• DIRECTIONS:
A - In the email outage update, about how long are the delays for mail sent internally or externally?
B - Extend the email outage update, picking up right after its last sentence.
----- DOCUMENT PASSAGE
This morning [April 16, 2010] at approximately 4.am. pt mail delays reappeared. At this time the problem with the SMTP hubs is unknown, but is most likely fall out from yesterday’s issue. We paused external email delivery to Domain 20 while resolving the problem.
The SAN hardware failure also generated mail filtering issues on Domain 21, creating mail queue delays in 20,000 mailboxes yesterday afternoon. These delays were resolved by early evening, pacific time and everything continues to function normally.
As you know, we use new, premium hardware to minimize downtime. In the event downtime occurs, we are committed to transparency. Our service status web page — publicly available — was updated as the above issues unfolded. We’ve also been in touch personally and repeatedly with affected partners to the extent possible. Per our standard practice, we will also follow-up with a detailed Reason for Outage report that includes specific corrective actions. This report will be issued to all impacted customers.
What Happened, Part II
At 12:56 p.m. on April 16, Leibholz was back with another update:
Right now, all hubs are processing mail and we have started accepting external mail. Delays exist. Delays for sending internally or externally (both only pass through the hubs) is about 15 minutes. External to internal mail delivery will be significantly delayed—possibly a few hours as we catch up and clear out the queue. I have not sent a global update yet, because we just started receiving external mail and I want to make certain the system holds.
----------
----- RECORD LIST
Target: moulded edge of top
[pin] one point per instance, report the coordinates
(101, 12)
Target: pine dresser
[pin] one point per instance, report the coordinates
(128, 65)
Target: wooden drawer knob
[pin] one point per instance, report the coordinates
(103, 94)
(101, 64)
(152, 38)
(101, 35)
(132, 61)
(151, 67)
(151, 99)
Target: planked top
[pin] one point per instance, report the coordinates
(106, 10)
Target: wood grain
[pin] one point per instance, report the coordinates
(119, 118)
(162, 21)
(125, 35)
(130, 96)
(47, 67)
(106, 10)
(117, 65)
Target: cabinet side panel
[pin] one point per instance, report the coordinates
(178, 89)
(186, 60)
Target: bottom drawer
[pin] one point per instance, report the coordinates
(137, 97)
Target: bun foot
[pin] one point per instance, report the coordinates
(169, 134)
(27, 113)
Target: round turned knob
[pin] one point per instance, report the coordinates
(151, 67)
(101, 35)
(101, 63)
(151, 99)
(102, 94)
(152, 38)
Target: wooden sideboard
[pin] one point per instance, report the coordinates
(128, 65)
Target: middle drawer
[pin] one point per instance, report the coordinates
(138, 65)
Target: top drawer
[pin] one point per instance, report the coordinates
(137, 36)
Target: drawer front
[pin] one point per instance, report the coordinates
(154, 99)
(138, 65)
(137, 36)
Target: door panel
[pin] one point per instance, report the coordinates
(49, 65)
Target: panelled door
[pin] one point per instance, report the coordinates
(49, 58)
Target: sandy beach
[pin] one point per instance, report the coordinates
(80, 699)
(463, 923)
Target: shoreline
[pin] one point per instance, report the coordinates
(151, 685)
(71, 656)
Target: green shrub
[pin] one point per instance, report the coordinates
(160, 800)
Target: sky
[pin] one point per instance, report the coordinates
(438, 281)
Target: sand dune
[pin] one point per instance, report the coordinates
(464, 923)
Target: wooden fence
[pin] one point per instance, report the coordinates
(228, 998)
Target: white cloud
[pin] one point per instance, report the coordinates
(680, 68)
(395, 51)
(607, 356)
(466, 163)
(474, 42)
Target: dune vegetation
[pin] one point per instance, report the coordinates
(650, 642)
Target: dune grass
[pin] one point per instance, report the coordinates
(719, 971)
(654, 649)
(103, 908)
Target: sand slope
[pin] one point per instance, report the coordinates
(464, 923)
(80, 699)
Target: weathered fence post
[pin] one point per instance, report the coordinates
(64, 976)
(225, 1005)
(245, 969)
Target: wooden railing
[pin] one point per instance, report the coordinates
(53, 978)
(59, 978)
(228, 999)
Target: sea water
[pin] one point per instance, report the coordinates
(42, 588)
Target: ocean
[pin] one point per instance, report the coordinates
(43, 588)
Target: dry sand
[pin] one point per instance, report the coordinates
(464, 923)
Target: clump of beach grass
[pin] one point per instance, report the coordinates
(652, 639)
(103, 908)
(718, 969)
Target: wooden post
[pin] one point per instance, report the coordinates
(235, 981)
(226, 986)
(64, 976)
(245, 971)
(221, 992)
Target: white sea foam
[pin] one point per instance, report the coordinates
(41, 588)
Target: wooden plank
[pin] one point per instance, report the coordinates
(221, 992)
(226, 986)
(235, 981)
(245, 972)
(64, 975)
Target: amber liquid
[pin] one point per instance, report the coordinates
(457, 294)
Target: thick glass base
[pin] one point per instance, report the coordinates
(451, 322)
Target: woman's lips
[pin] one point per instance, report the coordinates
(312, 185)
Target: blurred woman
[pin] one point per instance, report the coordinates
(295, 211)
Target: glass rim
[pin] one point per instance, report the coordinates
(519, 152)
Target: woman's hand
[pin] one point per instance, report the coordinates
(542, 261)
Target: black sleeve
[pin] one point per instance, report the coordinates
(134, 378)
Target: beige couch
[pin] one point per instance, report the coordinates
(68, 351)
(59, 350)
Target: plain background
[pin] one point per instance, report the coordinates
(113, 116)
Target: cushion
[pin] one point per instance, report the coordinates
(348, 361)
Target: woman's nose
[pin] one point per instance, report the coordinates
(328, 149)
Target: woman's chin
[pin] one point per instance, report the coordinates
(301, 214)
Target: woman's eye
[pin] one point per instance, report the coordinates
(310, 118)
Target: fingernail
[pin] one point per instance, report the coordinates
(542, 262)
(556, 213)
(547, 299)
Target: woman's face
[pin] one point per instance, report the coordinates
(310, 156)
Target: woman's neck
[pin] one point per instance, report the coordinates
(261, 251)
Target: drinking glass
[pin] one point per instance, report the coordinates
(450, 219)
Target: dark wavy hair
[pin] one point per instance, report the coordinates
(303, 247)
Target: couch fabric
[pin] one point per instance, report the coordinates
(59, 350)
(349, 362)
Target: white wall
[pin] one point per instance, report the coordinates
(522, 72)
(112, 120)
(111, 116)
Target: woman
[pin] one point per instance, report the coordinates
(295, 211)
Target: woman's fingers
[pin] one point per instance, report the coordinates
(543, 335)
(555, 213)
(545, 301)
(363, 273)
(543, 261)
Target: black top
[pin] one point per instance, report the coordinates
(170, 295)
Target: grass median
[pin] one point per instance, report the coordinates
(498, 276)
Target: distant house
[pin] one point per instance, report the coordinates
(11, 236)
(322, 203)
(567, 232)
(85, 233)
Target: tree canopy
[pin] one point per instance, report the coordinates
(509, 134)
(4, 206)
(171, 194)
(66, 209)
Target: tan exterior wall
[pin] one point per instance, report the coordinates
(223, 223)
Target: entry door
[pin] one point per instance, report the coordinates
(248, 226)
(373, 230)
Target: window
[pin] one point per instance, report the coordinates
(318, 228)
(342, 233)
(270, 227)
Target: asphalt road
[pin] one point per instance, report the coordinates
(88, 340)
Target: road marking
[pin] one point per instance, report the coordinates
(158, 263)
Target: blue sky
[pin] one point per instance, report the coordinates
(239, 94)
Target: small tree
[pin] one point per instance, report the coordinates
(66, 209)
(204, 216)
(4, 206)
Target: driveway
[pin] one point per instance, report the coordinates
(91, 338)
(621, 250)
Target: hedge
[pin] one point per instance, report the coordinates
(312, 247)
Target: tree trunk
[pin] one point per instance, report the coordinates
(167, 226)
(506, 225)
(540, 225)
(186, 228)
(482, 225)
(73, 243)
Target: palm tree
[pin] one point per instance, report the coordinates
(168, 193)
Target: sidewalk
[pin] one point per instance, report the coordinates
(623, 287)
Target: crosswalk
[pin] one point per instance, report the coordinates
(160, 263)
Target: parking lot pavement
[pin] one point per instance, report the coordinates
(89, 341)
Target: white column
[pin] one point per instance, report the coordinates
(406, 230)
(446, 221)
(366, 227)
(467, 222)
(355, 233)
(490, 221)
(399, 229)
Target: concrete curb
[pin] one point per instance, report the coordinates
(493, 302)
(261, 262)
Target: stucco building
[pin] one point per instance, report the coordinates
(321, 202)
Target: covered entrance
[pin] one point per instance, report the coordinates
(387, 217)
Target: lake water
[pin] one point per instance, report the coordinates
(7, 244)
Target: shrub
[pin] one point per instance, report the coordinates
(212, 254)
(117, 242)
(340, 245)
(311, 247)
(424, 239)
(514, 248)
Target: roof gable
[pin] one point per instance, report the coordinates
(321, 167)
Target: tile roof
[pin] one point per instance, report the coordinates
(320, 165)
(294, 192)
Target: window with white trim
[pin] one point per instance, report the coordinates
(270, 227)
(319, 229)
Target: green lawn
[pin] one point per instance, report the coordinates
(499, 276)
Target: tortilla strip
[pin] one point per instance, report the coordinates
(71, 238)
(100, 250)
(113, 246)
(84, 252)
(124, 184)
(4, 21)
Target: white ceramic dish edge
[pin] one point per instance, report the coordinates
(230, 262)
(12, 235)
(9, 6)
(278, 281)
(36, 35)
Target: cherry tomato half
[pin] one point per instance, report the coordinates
----------
• RESPONSES TO THE EXERCISE:
A - About 15 minutes.

B -
Looking Ahead and Lessons Learned
Fast forward to the present (Sunday, April 18, 2010). The VAR Guy is flying to Miami for another conference. But the flight has WiFi, and Leibholz offered the following update over email:
Service was back up for all Domain 20 customers around 1:00 Friday [April 16]. There were mail queues clearing for the 20th domain on Friday afternoon, so there was a delay in inbound mail until that stuff processed. But my understanding is that all queues were cleared later that afternoon. All other domains were fine on Friday.
No doubt, the cloud still isn’t perfect. Everyone from corporate giants (Microsoft, RackSpace, Amazon) to upstarts (ConnectWise, Intermedia) has suffered some form of outage in recent months.
But the best companies remain responsive in their corporate communications. Instead of going silent or speculating about the problem, Intermedia promised The VAR Guy a factual update as soon as some information was available. Leibholz delivered those updates.
April 15 and 16 certainly weren’t fun days for Intermedia and a portion of the company’s partner base. But Intermedia’s track record as a white label service to solutions providers has been strong, The VAR Guy believes.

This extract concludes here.